[Список заданий]
(A) В отрывке о корзине вместо колыбели мистрисс Донели бьёт одиннадцатилетнего сына старыми каминными мехами. Объясните, какую причину своего гнева она называет сама.
(B) Продолжите отрывок о корзине вместо колыбели, начав сразу после его последней фразы.

[Выбранный отрывок]
'''

При этихъ послѣднихъ словахъ, мнѣ кажется, я такъ и слышу восклицаніе недовѣрчивой читательницы: «Ну ужь это, конечно, чистыя выдумки! Когда же случается, чтобы колыбелью оборвышей служила корзина съ охапкою сѣна!» Но я положительно увѣряю васъ, милостивая государыня, что это не выдумки, а настоящій, дѣйствительный фактъ. Вы не повѣрите, какія бываютъ иногда странныя колыбели! Въ другомъ мѣстѣ этой книги я докажу вамъ, что для этого годится и корзина для винограда и лукошко для яицъ; это послѣднее, съ очень небольшимъ количествомъ сѣна на днѣ, служило даже колыбелью для больнаго младенца съ сломаною ногою! Я самъ былъ очевидцемъ слѣдующаго факта: сопровождаемый однимъ пріятелемъ, я отправился однажды осматривать малоизвѣстныя части Baldwin’s Gardens въ Leather Lane и, войдя въ одинъ знакомый мнѣ подвалъ, нашелъ все семейство въ необыкновенномъ волненіи. Мать, высокая, костлявая, оборванная вѣдьма, подсунула себѣ подъ мышку грудного ребенка, а въ другой рукѣ держала старые, испорченные каминные мѣхи, и изо всѣхъ силъ колотила ими молодаго джентльмена, лѣтъ одинадцати, который ревѣлъ во все горло.
«Тише, тише, что это произошло у васъ, мистриссъ Донели? Дайте минутку отдохнуть вашей рукѣ и разскажите намъ, въ чемъ дѣло?»
«Въ чемъ дѣло! да ужь такое дѣло, что, право, можетъ лопнуть терпѣніе у бѣдной женщины!» И, переходя изъ ярости въ отчаяніе, она стала разсказывать намъ очень патетично, какъ на нѣсколько минутъ только поручила этому негодному мальчишкѣ Джону милую крошку, спокойно уснувшую въ ея корзинѣ, а онъ, этотъ негодяй, не присмотрѣлъ за нею, а оселъ пронюхалъ ее да и «выѣлъ изъ постели!»

'''

[Исходные данные]
'''

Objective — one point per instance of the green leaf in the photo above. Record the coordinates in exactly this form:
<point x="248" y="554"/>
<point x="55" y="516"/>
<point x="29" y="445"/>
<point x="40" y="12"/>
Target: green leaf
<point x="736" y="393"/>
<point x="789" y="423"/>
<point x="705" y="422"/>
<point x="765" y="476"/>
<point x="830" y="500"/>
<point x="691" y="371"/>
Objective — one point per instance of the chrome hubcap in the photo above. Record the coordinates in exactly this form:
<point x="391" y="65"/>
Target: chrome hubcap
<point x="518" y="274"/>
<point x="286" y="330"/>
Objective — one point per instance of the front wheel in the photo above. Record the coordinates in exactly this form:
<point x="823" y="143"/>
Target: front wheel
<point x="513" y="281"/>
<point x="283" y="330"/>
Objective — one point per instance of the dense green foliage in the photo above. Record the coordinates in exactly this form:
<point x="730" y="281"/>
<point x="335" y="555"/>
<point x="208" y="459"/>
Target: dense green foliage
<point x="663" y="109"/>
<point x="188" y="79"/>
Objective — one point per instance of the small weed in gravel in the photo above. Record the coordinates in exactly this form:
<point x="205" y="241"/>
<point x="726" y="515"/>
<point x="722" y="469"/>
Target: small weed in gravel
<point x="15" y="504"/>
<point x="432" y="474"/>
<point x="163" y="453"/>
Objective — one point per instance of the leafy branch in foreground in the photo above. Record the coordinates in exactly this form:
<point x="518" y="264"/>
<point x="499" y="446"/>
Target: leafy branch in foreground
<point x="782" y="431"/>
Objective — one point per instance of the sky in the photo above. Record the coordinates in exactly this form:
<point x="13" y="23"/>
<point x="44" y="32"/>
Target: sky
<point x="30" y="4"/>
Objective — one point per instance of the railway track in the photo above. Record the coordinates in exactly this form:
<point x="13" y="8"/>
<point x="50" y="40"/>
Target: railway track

'''

[Решённые задания]
(A) Мистрисс Донели всего на несколько минут поручила сыну Джону малышку, которая спокойно уснула в её корзине. Джон за ребёнком не присмотрел, а осёл пронюхал малышку и «выел из постели».

(B)
Моя опытность въ этомъ дѣлѣ такъ велика, что когда нибудь я буду въ состояніи написать цѣлую книгу о домахъ и помѣщеніяхъ англійскихъ младенцевъ. Вскорѣ послѣ описанной сцены съ корзиною, я увидѣлъ въ одной крохотной комнатѣ, гдѣ помѣщалось семейство изъ шести членовъ, троихъ ребятишекъ, отъ трехъ до восьми лѣтъ включительно, совершенно голыхъ. Это было лѣтомъ, и всѣ дѣти были отнюдь не больше одѣты, чѣмъ лѣсныя обезьяны; къ тому же они были такія худыя и грязныя, что каждое ребрышко ихъ истощеннаго тѣльца обрисовывалось ясно и казалось темно-коричневымъ. Завидѣвши меня въ дверяхъ, они тотчасъ же юркнули, какъ испуганные кролики, въ постель, т.-е. въ какую-то безобразную кучу вонючихъ тряпокъ и старыхъ, картофельныхъ мѣшковъ. Мать ихъ разсказала мнѣ, что у нихъ не было ни единой тряпки и что они находится въ такомъ положеніи, какъ теперь, уже болѣе трехъ мѣсяцевъ.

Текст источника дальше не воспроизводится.